TO DO:
Copy each line of the records below word for word, without changing anything.

▼

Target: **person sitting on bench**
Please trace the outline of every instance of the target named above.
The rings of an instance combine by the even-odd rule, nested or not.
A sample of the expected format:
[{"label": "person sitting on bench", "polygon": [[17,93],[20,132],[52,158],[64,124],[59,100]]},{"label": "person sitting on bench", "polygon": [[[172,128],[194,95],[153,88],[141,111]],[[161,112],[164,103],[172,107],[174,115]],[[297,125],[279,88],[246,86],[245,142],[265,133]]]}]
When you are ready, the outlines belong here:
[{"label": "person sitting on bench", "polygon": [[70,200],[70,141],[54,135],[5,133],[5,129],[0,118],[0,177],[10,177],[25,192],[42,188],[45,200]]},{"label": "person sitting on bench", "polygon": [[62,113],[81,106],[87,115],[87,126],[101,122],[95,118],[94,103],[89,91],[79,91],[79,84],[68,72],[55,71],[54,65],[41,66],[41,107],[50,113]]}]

▲

RESULT FOR THIS EXERCISE:
Target: **person sitting on bench**
Please trace the outline of every instance of the target named above.
The rings of an instance combine by the even-odd rule, nested or not.
A sample of the expected format:
[{"label": "person sitting on bench", "polygon": [[17,93],[20,132],[52,158],[64,124],[59,100]]},{"label": "person sitting on bench", "polygon": [[[172,128],[194,95],[153,88],[141,111]],[[161,112],[164,103],[172,107],[174,115]],[[297,125],[279,88],[246,86],[245,142],[265,133]]]}]
When you are ready, the outlines belong here:
[{"label": "person sitting on bench", "polygon": [[70,200],[70,141],[54,135],[5,133],[5,129],[0,118],[0,177],[10,177],[25,192],[42,188],[45,200]]},{"label": "person sitting on bench", "polygon": [[62,113],[81,106],[87,115],[87,126],[101,122],[95,118],[94,103],[89,91],[79,91],[79,84],[68,72],[55,71],[54,65],[41,66],[41,107],[50,113]]}]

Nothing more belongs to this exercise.